[TASK]: Echo the rows between the line holding "Localize weathered stone" and the line holding "225;235;423;278", inclusive, with no changes.

(Items from a labeling collection)
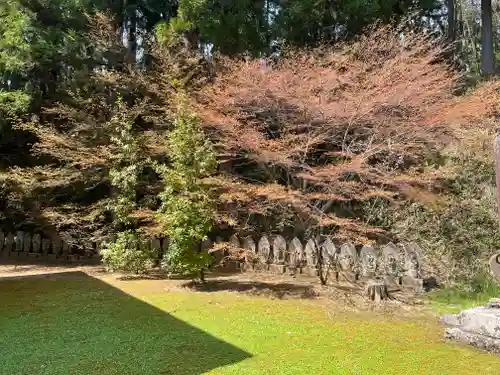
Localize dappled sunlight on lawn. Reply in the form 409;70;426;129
0;274;500;375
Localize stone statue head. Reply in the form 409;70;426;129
490;254;500;280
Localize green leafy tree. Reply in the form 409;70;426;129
101;230;157;274
156;97;217;281
109;98;144;225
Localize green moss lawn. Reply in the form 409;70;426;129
0;273;500;375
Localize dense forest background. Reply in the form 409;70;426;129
0;0;500;282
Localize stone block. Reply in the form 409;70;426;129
253;262;269;271
441;307;500;353
240;263;254;272
27;253;38;260
401;276;424;293
384;276;401;288
269;264;286;273
444;327;500;354
224;260;241;271
302;267;319;277
339;271;358;283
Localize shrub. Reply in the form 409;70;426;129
156;99;217;280
101;230;158;274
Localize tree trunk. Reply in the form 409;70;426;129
481;0;495;76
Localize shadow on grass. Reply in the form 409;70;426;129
183;280;319;299
0;272;250;375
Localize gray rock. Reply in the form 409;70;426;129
441;306;500;353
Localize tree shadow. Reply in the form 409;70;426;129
0;272;251;375
183;280;319;299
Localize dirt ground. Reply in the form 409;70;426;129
0;264;428;318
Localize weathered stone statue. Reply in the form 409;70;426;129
442;254;500;354
442;134;500;354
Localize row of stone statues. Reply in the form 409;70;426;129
225;235;423;278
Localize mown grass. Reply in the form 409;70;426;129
0;274;500;375
427;278;500;315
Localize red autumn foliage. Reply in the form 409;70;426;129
192;28;459;244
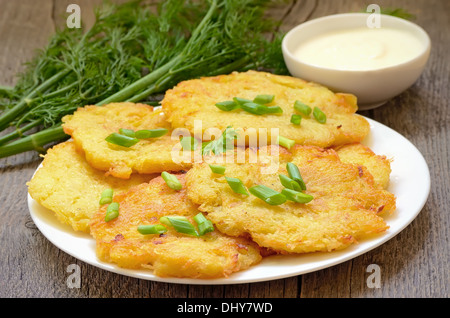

[FINAL RESULT]:
Localize weathered stone statue. Reply in the form 409;70;426;129
442;254;500;354
442;134;500;354
Localize row of stone statues. Reply in the form 409;70;426;129
225;235;423;278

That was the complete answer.